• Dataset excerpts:
--- --- ---

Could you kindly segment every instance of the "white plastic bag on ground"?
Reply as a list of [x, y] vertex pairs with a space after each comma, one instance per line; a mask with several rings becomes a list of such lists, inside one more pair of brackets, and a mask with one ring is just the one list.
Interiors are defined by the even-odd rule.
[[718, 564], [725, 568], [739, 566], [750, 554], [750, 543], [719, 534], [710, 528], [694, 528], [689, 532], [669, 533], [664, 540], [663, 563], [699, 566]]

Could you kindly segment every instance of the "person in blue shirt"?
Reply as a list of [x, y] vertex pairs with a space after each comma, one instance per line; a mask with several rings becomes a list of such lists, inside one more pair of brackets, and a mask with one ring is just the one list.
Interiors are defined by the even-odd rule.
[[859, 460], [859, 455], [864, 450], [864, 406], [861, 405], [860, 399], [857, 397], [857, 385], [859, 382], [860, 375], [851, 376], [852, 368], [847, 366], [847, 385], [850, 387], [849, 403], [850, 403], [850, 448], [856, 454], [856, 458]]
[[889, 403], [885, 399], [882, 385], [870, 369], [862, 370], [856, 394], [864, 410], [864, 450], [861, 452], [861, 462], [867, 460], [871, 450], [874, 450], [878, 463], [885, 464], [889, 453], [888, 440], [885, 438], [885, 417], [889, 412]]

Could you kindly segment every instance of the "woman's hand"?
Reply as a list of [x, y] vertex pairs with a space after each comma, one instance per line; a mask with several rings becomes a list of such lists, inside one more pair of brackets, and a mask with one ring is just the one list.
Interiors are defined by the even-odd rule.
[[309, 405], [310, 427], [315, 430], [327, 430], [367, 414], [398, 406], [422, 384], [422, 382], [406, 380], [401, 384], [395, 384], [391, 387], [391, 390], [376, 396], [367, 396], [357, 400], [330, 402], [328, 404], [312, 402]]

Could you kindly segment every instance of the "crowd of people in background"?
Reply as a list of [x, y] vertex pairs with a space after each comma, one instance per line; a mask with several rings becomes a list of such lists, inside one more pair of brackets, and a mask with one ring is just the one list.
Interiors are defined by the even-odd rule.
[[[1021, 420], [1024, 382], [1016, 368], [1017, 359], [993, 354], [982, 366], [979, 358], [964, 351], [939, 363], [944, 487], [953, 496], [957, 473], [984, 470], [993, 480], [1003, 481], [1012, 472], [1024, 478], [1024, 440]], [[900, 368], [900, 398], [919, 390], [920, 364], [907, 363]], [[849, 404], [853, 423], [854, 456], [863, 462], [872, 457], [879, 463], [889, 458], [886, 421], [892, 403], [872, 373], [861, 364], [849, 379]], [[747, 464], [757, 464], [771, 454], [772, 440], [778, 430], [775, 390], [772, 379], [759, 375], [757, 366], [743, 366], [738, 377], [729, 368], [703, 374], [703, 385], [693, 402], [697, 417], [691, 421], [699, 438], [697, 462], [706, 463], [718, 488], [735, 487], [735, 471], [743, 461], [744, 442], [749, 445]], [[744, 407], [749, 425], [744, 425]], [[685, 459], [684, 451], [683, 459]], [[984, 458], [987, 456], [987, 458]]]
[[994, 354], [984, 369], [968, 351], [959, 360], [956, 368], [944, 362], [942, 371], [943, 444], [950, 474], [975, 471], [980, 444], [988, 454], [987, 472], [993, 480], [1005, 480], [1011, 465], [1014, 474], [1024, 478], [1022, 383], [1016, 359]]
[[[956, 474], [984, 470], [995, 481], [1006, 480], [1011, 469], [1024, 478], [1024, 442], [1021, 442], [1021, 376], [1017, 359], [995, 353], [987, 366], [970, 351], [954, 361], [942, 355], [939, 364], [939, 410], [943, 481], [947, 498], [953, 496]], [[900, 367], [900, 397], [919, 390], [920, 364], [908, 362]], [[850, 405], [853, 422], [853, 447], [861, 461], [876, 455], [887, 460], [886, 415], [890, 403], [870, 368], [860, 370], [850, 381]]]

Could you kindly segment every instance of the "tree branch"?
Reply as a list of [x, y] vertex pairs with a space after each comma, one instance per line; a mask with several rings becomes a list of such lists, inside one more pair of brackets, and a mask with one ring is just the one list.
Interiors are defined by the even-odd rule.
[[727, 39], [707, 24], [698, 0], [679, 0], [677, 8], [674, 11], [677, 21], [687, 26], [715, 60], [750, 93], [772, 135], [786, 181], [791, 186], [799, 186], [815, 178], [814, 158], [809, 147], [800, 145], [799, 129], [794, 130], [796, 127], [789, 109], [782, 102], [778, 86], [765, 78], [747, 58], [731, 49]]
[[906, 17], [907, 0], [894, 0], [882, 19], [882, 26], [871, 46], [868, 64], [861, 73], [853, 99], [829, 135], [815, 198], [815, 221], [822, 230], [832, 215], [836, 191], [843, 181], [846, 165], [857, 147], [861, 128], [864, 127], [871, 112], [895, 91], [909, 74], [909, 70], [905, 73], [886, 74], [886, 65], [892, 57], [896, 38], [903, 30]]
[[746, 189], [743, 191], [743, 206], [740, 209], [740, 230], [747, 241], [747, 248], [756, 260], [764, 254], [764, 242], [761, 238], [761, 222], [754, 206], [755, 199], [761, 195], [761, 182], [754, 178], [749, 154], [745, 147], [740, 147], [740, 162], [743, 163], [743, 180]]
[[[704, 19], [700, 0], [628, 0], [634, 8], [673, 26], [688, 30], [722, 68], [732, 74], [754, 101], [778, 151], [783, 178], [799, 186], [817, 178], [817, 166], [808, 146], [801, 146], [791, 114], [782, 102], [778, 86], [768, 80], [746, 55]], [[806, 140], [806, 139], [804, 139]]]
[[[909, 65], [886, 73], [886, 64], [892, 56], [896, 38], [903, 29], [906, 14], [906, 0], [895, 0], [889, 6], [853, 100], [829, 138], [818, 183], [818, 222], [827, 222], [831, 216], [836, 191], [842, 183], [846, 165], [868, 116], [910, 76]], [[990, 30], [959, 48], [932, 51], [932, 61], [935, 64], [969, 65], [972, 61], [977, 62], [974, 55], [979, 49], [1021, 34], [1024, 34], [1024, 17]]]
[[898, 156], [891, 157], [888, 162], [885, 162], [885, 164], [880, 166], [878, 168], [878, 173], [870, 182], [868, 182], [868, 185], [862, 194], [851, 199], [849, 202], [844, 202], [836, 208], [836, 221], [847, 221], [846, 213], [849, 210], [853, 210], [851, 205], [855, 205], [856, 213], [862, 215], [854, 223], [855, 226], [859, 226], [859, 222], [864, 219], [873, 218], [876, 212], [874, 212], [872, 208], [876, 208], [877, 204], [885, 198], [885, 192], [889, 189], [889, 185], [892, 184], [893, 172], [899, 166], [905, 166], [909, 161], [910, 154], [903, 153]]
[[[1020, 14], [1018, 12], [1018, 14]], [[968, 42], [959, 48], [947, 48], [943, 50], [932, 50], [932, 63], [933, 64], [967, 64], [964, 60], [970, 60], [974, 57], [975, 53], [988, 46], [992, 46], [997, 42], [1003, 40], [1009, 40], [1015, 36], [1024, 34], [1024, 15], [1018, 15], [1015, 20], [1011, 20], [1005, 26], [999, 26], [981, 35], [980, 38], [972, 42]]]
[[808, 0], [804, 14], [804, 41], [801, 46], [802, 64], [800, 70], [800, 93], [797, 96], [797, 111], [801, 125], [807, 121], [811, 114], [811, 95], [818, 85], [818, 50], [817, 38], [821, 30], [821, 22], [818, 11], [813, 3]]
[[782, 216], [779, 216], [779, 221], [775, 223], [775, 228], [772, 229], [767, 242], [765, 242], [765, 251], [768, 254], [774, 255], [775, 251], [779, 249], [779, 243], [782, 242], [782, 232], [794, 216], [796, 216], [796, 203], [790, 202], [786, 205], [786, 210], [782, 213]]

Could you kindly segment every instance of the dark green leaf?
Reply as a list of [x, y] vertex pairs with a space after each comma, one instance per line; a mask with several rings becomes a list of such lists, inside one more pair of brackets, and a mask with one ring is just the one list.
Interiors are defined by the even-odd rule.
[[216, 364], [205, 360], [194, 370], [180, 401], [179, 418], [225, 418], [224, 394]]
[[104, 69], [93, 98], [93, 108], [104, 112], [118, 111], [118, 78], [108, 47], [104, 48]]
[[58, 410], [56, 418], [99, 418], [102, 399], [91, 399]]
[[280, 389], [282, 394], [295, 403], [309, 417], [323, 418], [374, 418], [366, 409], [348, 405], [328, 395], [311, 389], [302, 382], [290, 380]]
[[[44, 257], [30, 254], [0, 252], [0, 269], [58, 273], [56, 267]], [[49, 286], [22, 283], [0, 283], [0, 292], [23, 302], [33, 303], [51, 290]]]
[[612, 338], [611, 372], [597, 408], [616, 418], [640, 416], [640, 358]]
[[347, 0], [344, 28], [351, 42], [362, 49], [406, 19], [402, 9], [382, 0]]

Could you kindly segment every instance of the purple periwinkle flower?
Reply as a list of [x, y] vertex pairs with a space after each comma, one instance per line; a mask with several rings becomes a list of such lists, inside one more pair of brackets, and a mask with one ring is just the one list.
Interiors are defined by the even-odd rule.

--- --- ---

• What the task asks:
From the data, list each line in which the string "Could" appears.

• Result:
Could you kindly segment every instance of the "white plastic bag on ground"?
Could you kindly segment every instance of the "person in blue shirt"?
Could you kindly segment every instance of the "woman's hand"?
Could you kindly segment every instance of the "crowd of people in background"?
Could you kindly segment every instance of the "tree branch"?
Could you kindly segment every instance of the dark green leaf?
Could you kindly segment every instance of the purple periwinkle flower?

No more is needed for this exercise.